▶ Records for the task:
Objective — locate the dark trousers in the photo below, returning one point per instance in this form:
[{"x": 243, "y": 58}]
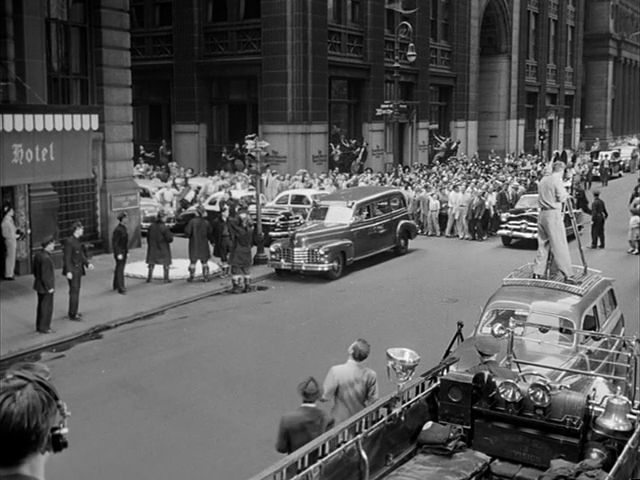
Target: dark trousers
[
  {"x": 597, "y": 231},
  {"x": 443, "y": 217},
  {"x": 44, "y": 312},
  {"x": 74, "y": 293},
  {"x": 118, "y": 274}
]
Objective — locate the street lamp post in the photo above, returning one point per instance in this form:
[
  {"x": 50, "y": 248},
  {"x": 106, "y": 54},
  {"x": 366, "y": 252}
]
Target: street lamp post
[
  {"x": 403, "y": 30},
  {"x": 257, "y": 146}
]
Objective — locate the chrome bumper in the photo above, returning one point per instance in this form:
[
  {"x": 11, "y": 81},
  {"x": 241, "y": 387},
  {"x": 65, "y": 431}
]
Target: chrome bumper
[
  {"x": 300, "y": 267},
  {"x": 503, "y": 232}
]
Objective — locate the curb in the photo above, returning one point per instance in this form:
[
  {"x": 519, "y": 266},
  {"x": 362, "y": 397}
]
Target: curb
[{"x": 15, "y": 355}]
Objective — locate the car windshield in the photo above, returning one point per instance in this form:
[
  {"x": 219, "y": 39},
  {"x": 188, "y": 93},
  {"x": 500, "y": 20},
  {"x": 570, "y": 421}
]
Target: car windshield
[
  {"x": 528, "y": 201},
  {"x": 331, "y": 213},
  {"x": 534, "y": 327}
]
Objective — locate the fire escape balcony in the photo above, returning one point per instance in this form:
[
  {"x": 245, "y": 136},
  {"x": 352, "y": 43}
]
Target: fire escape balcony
[
  {"x": 232, "y": 39},
  {"x": 152, "y": 44},
  {"x": 345, "y": 42}
]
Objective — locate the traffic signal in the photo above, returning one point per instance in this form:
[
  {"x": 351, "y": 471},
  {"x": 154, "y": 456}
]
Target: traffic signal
[{"x": 542, "y": 134}]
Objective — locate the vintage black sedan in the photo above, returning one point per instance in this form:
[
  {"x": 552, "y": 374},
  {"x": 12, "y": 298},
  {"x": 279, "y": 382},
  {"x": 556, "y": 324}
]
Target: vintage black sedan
[
  {"x": 346, "y": 226},
  {"x": 521, "y": 222}
]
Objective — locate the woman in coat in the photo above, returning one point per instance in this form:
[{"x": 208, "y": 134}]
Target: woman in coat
[
  {"x": 241, "y": 231},
  {"x": 159, "y": 239}
]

▶ Task instructions: Reproduce all of the material above word for word, from start to finish. Omit the pictures.

▶ Answer to the exercise:
Objective — locate the dark trousers in the photo below, returning one point per instance in this form:
[{"x": 243, "y": 58}]
Target: dark trousers
[
  {"x": 597, "y": 231},
  {"x": 443, "y": 217},
  {"x": 44, "y": 312},
  {"x": 74, "y": 293},
  {"x": 118, "y": 274}
]
Objective — locate the street lamp post in the photo above, returning one point per instance in this form:
[
  {"x": 50, "y": 248},
  {"x": 106, "y": 54},
  {"x": 366, "y": 252}
]
Target: street lamp post
[
  {"x": 403, "y": 30},
  {"x": 257, "y": 146}
]
Objective — locate the chrome bumper in the photo above, returning one point per instance in this form:
[
  {"x": 11, "y": 81},
  {"x": 241, "y": 387},
  {"x": 65, "y": 431}
]
Target: chrome bumper
[
  {"x": 300, "y": 267},
  {"x": 503, "y": 232}
]
Objective — locate the curb in the photo above, returning one point per instance in this form:
[
  {"x": 519, "y": 266},
  {"x": 362, "y": 397}
]
Target: curb
[{"x": 15, "y": 355}]
Objective — locate the car windshield in the photo above, returning one point per instance in this form:
[
  {"x": 219, "y": 39},
  {"x": 188, "y": 93},
  {"x": 500, "y": 20},
  {"x": 570, "y": 421}
]
Target: car windshield
[
  {"x": 528, "y": 201},
  {"x": 331, "y": 213},
  {"x": 534, "y": 327}
]
Objective — locate the fire escape balcony in the photo above, returning one point per instance in this form:
[
  {"x": 245, "y": 136},
  {"x": 352, "y": 43}
]
Target: fire escape balcony
[
  {"x": 232, "y": 39},
  {"x": 152, "y": 44},
  {"x": 345, "y": 42}
]
Objective — locate the traffic signal in the photo above, returning one point per instance in this form:
[
  {"x": 351, "y": 471},
  {"x": 154, "y": 456}
]
Target: traffic signal
[{"x": 542, "y": 134}]
Objective — locate the vintage black sedan in the photo above, returning one point per instance in this form:
[
  {"x": 552, "y": 374},
  {"x": 12, "y": 298},
  {"x": 279, "y": 382},
  {"x": 556, "y": 324}
]
Target: vintage black sedan
[
  {"x": 346, "y": 226},
  {"x": 521, "y": 222}
]
Objective — locate the woman in coat in the photo above, returning one point per instance in this form:
[{"x": 208, "y": 134}]
Target: woman in coat
[
  {"x": 241, "y": 231},
  {"x": 159, "y": 239}
]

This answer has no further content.